───── Extrait du texte
Les faux médicaments tuent des dizaines de milliers d'enfants

Par la rédaction

Les médicaments contrefaits ou de mauvaise qualité compromettent des décennies de lutte contre les maladies infectieuses.

JAUBERT/SIPA

Les faux médicaments nous envahissent ! A l’occasion d’une conférence qui se tenait cette semaines à Dakar, à l’initiative de la Fondation Chirac, les experts se sont alarmés du nombre de contrefaçons et de médicaments de mauvaise qualité (mal dosés) qui inondent le marché. Dans le collimateur des scientifiques figurent des antipaludéens, antituberculeux, antibiotiques ainsi que des traitements contre la leishmaniose.

Deux antipaludéens responsables de 120 000 décès

Pour arriver à cette conclusion, les experts s'appuient sur les données analysées dans 17 études publiées début avril dans le numéro spécial de l'American Journal of Tropical Medicine and Hygiene, évaluant la qualité de médicaments utilisés contre les maladies infectieuses ou tropicales. Résultat, jusqu'à 41 % des quelques 17 000 échantillons de médicaments testés ne correspondaient pas aux normes de qualité requises.

L'une des études évoque notamment la découverte d'un faux médicament antipaludéen et d'un autre de piètre qualité contre cette maladie. À eux deux, ils auraient provoqué plus de 120 000 décès d'enfants africains de moins de 5 ans en 2013. Soit 4 % des causes de décès pour cette tranche d’âge. D'autres travaux ont dévoilé des antibiotiques de mauvaise qualité qui pourraient être nocifs et accroître la résistance microbienne.

Une pandémie de faux médicaments

Conclusion des experts, ces faux médicaments ou ceux de mauvaise qualité sont une menace grave qui pourrait compromettre des décennies de progrès contre le VIH, le paludisme ou la tuberculose dans le monde. Plusieurs de ces études préconisent donc la mise en œuvre de politiques nationales plus strictes contre ce phénomène qui prend des allures de pandémie. Les auteurs évoquent ainsi « une menace réelle et urgente ».

Gaurvika Nayyar (université Johns Hopkins, Baltimore), Joel Breman (National Institutes of Health, Bethesda) et James Herrington (université de Caroline du Nord, Chapel Hill), qui co-signent cette analyse, relatent ainsi le nombre croissant de signalements par les états, d’infractions dans les chaînes de production de médicaments, et la multiplication par deux tous les cinq ans du nombre d’articles scientifiques sur les faux médicaments.
──────────
───── Données brutes
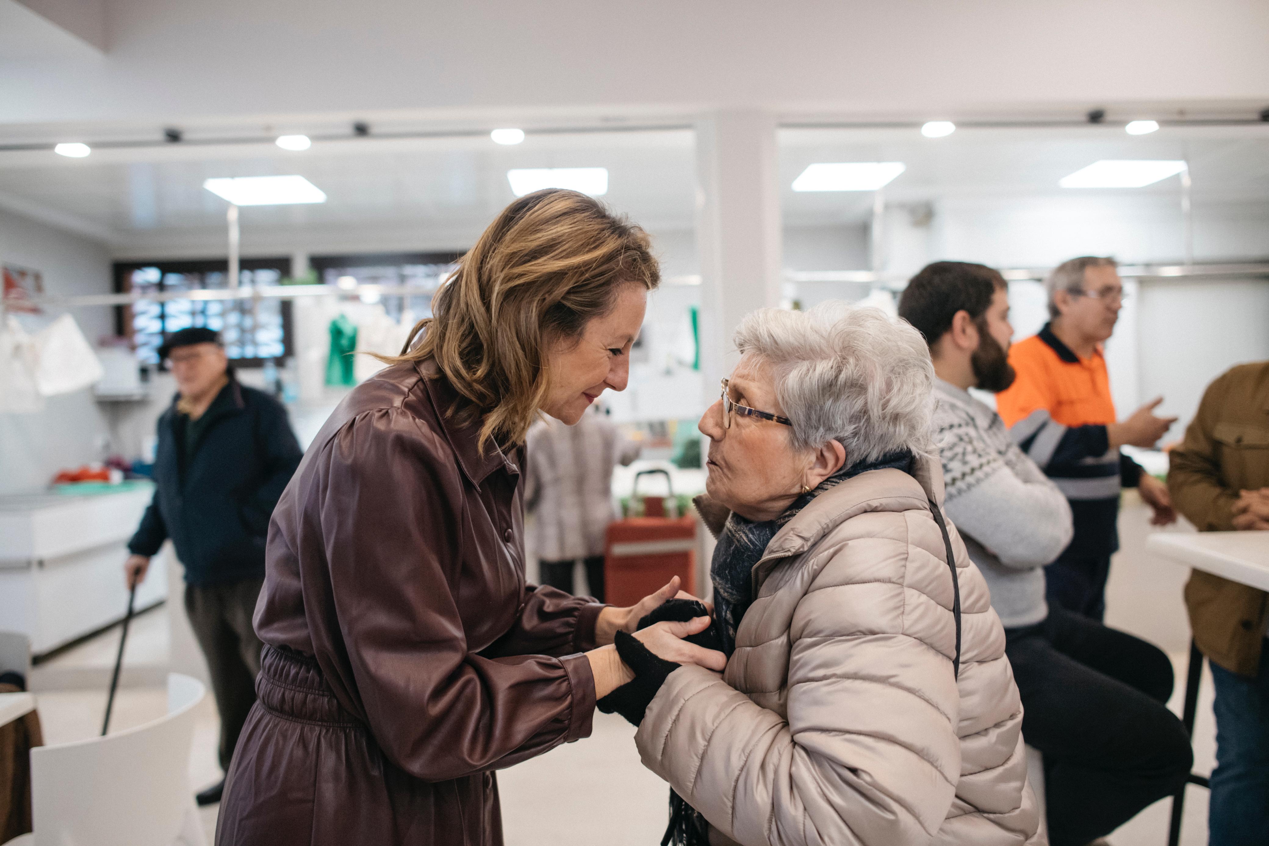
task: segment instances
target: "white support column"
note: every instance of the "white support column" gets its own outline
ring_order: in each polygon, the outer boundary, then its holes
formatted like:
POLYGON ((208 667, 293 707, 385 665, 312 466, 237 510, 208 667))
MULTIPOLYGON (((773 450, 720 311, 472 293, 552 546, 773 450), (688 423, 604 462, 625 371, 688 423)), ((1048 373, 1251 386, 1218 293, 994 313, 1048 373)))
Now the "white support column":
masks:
──────────
> _Consignes_:
A: D'après le texte sur les faux médicaments, quelle part des échantillons de médicaments testés ne correspondait pas aux normes de qualité requises ?
B: Reprenez le passage du texte sur les faux médicaments qui commence aux mots « Les médicaments contrefaits » et s'arrête après « contre la leishmaniose. », en remplaçant « experts » par « spécialistes ».

> _Corrigé_:
A: Jusqu'à 41 % des échantillons testés ne correspondaient pas aux normes de qualité requises.

B:
Les médicaments contrefaits ou de mauvaise qualité compromettent des décennies de lutte contre les maladies infectieuses.

JAUBERT/SIPA

Les faux médicaments nous envahissent ! A l’occasion d’une conférence qui se tenait cette semaines à Dakar, à l’initiative de la Fondation Chirac, les spécialistes se sont alarmés du nombre de contrefaçons et de médicaments de mauvaise qualité (mal dosés) qui inondent le marché. Dans le collimateur des scientifiques figurent des antipaludéens, antituberculeux, antibiotiques ainsi que des traitements contre la leishmaniose.